• [Consigne A]: Décalez de 105 chaque coordonnée donnée dans les réponses des enregistrements ci-dessous, en réécrivant toutes ces lignes, requêtes comprises, depuis le début des enregistrements jusqu'à la ligne contenant "xmin=713 ymin=107 xmax=768 ymax=274" incluse. Laissez les images hors de votre réponse.

· · · · ·

7 Novembre 2011 , Rédigé par Battì Publié dans #Yangzhou, #Vie quotidienne

« Le trafic chinois peut vous sembler terrifiant... »

C’était l’intro d’un paragraphe du petit manuel pratique à l’attention du personnel étranger. On m’en avait parlé avant, dès mon arrivée. « Holalà, fais bien gaffe, c’est dangereux », machin tout ça.

Mneheuheu !

(c’est un rire contenu et suffisant)

 

Oui, parce que bon, comme vous le savez, par le passé j’ai été un urbain en Inde. Donc question trafic de malade, sans me vanter, j’en ai vu. Alors leurs avertissements, pfff ! Vas-y c’est bon, laisse tomber.

Totalement détendu, archi relax, je me suis acheté un vélo, et c’est d’un coup de pédale serein que j’ai intégré la circulation. Non, mais voilà quoi, faut pas déconner : c’est de la rigolade. Ok, ils font la grève du clignotant et sont amateurs de queues de poissons, mais pour le baroudeur façon mézigue, c’est de la rigolade.

 

Que je disais.

 

Appréciant le paysage, zieutant à la dérobée les cuisses découvertes des jolies cyclistes en jupe, roi de la piste cyclable géante, j’allais tranquillou vers je ne sais quelle destination. Puis j’ai dû tourner, sur ma droite. Et tandis que ma trajectoire se modifiait sensiblement, je fus frôlé par un bolide aussi rapide que silencieux. Le machin avait failli me happer le bras et la roue avant. Surpris et effrayé, je mis un coup de guidon à gauche, me retrouvais en pleine trajectoire d’une espèce de grosse charrette motorisée. Moi déséquilibré, le gars en face surpris, nous avons freiné de toutes nos forces. Mais il n’avait pas de frein, ou très peu. Et moi non plus. Et lamentablement, à 3 km/h, nous nous percutâmes comme deux gros nazes.

Le gars me regarde d’un air impassible, et repart. Moi, du regard je cherche le drone qui était à l’origine de l’accrochage. Non parce qu’il n’y a guère que les drones qui soient si rapides et silencieux.

 

Que je croyais.

 

Hé ben non, mon con ! Il y a aussi les chinois. Parce que l’image historique des nuées de camarades en bicyclettes, elle date copieusement. Il est fini, le temps des prolétaires en bleu de Chine se rendant à l’usine sur leurs jolis vélos. Les chinois ne sont pas plus cons que nous : ils n’aiment pas pédaler. Aussi, je ne sais quel criminel contre l’humanité a inventé le vélo électrique. D’aspect, ça ressemble aux vélos pliables. D’ailleurs ça l’est parfois. Sauf qu’entre la selle et la roue arrière,  un infâme sadique routier a lieu l’idée d’installer une batterie. Résultat : des fusées montées sur roues et aussi bruyantes que le vol du colibri.

· · · · ·

• [Consigne B]: Recopiez mot pour mot le billet sur la circulation à vélo ci-dessus, en commençant aux mots "7 Novembre 2011" et en vous arrêtant après "Mneheuheu !".

• [Extrait d'un fichier de données]:
· · · · ·

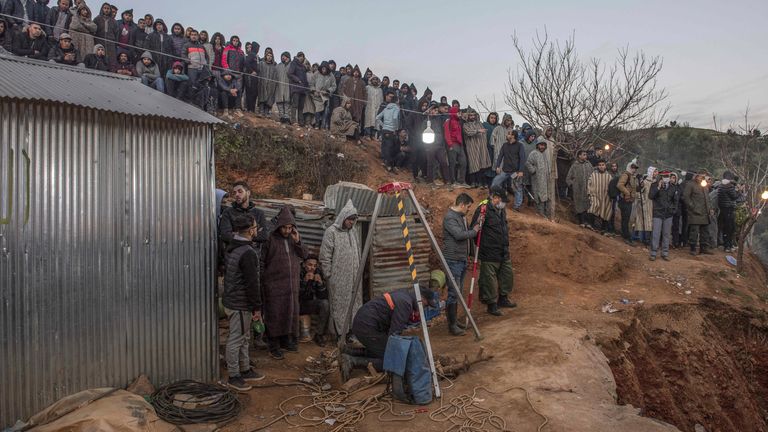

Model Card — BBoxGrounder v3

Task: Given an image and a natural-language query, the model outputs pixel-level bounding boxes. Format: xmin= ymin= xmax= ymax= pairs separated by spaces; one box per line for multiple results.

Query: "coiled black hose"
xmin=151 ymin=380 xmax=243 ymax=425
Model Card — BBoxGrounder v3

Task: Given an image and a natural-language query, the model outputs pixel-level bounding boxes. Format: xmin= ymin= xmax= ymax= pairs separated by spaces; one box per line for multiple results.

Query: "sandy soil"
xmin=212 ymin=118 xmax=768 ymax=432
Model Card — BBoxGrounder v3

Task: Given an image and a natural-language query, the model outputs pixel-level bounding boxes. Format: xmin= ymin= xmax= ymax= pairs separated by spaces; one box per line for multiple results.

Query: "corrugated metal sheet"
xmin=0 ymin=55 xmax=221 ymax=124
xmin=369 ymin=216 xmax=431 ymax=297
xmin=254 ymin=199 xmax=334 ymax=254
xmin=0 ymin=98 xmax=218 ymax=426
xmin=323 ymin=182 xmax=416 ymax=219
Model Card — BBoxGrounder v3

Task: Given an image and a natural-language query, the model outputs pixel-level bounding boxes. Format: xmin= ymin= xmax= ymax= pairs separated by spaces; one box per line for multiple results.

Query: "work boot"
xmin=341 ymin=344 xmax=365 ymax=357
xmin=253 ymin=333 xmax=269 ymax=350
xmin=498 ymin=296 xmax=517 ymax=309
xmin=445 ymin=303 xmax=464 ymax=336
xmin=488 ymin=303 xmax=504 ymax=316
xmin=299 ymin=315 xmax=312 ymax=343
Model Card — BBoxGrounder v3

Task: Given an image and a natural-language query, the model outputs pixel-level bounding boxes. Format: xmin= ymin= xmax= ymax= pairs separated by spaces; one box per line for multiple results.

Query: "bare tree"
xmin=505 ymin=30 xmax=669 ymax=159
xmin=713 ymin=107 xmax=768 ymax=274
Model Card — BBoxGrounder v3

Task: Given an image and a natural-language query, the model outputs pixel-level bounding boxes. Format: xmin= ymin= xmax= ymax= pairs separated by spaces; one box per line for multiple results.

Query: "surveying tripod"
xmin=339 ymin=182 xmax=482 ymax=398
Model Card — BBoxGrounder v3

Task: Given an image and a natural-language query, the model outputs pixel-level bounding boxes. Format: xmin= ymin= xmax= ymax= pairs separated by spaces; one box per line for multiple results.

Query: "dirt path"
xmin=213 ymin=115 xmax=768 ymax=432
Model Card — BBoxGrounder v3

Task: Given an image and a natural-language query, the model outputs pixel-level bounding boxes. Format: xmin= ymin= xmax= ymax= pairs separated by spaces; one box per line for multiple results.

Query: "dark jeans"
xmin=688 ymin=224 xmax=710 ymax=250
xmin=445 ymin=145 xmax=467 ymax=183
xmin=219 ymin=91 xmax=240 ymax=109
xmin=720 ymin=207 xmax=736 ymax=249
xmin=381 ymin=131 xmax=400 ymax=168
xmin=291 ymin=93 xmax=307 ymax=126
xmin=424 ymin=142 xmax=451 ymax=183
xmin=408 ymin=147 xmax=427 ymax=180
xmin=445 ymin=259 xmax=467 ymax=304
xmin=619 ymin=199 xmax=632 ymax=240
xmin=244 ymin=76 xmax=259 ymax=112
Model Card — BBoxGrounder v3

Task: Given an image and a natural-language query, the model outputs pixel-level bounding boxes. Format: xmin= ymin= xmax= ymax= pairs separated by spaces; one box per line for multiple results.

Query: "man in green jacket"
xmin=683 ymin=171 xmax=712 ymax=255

· · · · ·

• [Réponse A]:
Model Card — BBoxGrounder v3

Task: Given an image and a natural-language query, the model outputs pixel-level bounding boxes. Format: xmin= ymin= xmax= ymax= pairs separated by spaces; one box per line for multiple results.

Query: "coiled black hose"
xmin=256 ymin=485 xmax=348 ymax=530
Model Card — BBoxGrounder v3

Task: Given an image and a natural-language query, the model outputs pixel-level bounding boxes. Format: xmin= ymin= xmax= ymax= pairs separated by spaces; one box per line for multiple results.

Query: "sandy soil"
xmin=317 ymin=223 xmax=873 ymax=537
Model Card — BBoxGrounder v3

Task: Given an image and a natural-language query, the model outputs pixel-level bounding boxes. Format: xmin= ymin= xmax= ymax= pairs separated by spaces; one box per line for multiple results.

Query: "corrugated metal sheet"
xmin=105 ymin=160 xmax=326 ymax=229
xmin=474 ymin=321 xmax=536 ymax=402
xmin=359 ymin=304 xmax=439 ymax=359
xmin=105 ymin=203 xmax=323 ymax=531
xmin=428 ymin=287 xmax=521 ymax=324
Model Card — BBoxGrounder v3

Task: Given an image and a natural-language query, the model outputs pixel-level bounding boxes. Format: xmin= ymin= xmax= ymax= pairs separated by spaces; one box per line for multiple results.

Query: "work boot"
xmin=446 ymin=449 xmax=470 ymax=462
xmin=358 ymin=438 xmax=374 ymax=455
xmin=603 ymin=401 xmax=622 ymax=414
xmin=550 ymin=408 xmax=569 ymax=441
xmin=593 ymin=408 xmax=609 ymax=421
xmin=404 ymin=420 xmax=417 ymax=448
Model Card — BBoxGrounder v3

Task: Given an image and a natural-language query, the model outputs pixel-level bounding boxes. Format: xmin= ymin= xmax= ymax= pairs separated by spaces; one box per line for multiple results.

Query: "bare tree"
xmin=610 ymin=135 xmax=774 ymax=264
xmin=818 ymin=212 xmax=873 ymax=379

• [Réponse B]:
7 Novembre 2011 , Rédigé par Battì Publié dans #Yangzhou, #Vie quotidienne

« Le trafic chinois peut vous sembler terrifiant... »

C’était l’intro d’un paragraphe du petit manuel pratique à l’attention du personnel étranger. On m’en avait parlé avant, dès mon arrivée. « Holalà, fais bien gaffe, c’est dangereux », machin tout ça.

Mneheuheu !